Theatro São Pedro

Claudia Paixão Etchepare




Vejo o Theatro São Pedro ainda com o encantamento dos olhos de uma guria. Era uma guria de 10 anos, apenas feitos, quando lá entrei pela primeira vez. Senti uma sensação de estranheza quando ouvi minha mãe comentar a uma amiga que iríamos ao teatro naquele domingo. Imagina, criada no interior, meu maior espetáculo assistido, até então, tinha sido debaixo da lona do picadeiro do pequeno circo que visitara a minha região. Fiquei encantada a observar, às escondidas, os afazeres rotineiros dos artistas e a lida com os animais.

O domingo finalmente chegou.

A Praça da Matriz lançava-se imponente contra o céu pincelado de aquarela rosa e cinza. Fazia frio naquele entardecer de outono. Carros elegantes, o assovio metálico de seus freios propagava-se no largo em frente ao teatro. Pequenos pés de madames projetavam-se para fora e, ao pisarem no solo, já havia a mão de um cavalheiro estendida em um gesto de cortesia. A grandiosidade do prédio do Theatro São Pedro e o dragão rastejante nos degraus da praça povoaram o meu imaginário por muitos anos.

Conversas alegres preenchiam o espaço do foyer por onde meus sapatos de festa adentraram com a mesma reverência de quem pisa o solo da igreja aos domingos. Homens e mulheres elegantemente vestidos - sobretudos cinza chumbo, casacos de pele, chapéus, luvas de pelica e colares de pérola. As mulheres pareciam flutuar exalando perfumes adocicados e almiscarados que me causaram um pouco de náusea. Os lábios vermelhos carmim da minha mãe sentenciaram que o nosso lugar era no camarote 8. Quis esboçar uma pergunta, mas minha voz tinha sido raptada e somente assenti à sua informação com um breve movimento descendente com a cabeça. O que é um camarote? – a pergunta ficou retumbando na minha mente.

Na hora de entrar deparei-me com uma escadaria de madeira escura e sóbria, seus degraus quase negros.

━━━━━━━━━━━━━━━━

- **Objetivo A**:
Como você resumiria o trecho sobre o Theatro São Pedro em duas frases?
- **Objetivo B**:
Reproduza do trecho sobre o Theatro São Pedro a parte que vai de "Vejo o Theatro" até "domingo finalmente chegou.", inclusive.

- **Dados fornecidos**:
━━━━━━━━━━━━━━━━

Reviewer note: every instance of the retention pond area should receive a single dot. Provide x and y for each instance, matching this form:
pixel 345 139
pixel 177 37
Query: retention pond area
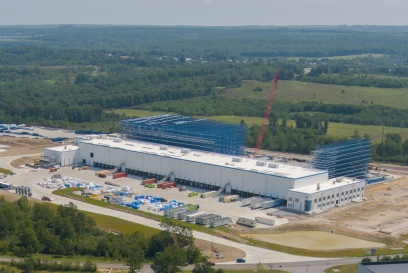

━━━━━━━━━━━━━━━━

- **Resposta esperada A**:
Quem narra relembra a primeira vez que entrou no Theatro São Pedro, aos 10 anos, tendo sido criada no interior, onde o maior espetáculo a que tinha assistido fora o de um pequeno circo. Num domingo frio de outono, descreve a Praça da Matriz, os carros elegantes, o público bem-vestido no foyer, a informação da mãe de que o lugar delas era no camarote 8 e, na hora de entrar, uma escadaria de madeira escura.

- **Resposta esperada B**:
Vejo o Theatro São Pedro ainda com o encantamento dos olhos de uma guria. Era uma guria de 10 anos, apenas feitos, quando lá entrei pela primeira vez. Senti uma sensação de estranheza quando ouvi minha mãe comentar a uma amiga que iríamos ao teatro naquele domingo. Imagina, criada no interior, meu maior espetáculo assistido, até então, tinha sido debaixo da lona do picadeiro do pequeno circo que visitara a minha região. Fiquei encantada a observar, às escondidas, os afazeres rotineiros dos artistas e a lida com os animais.

O domingo finalmente chegou.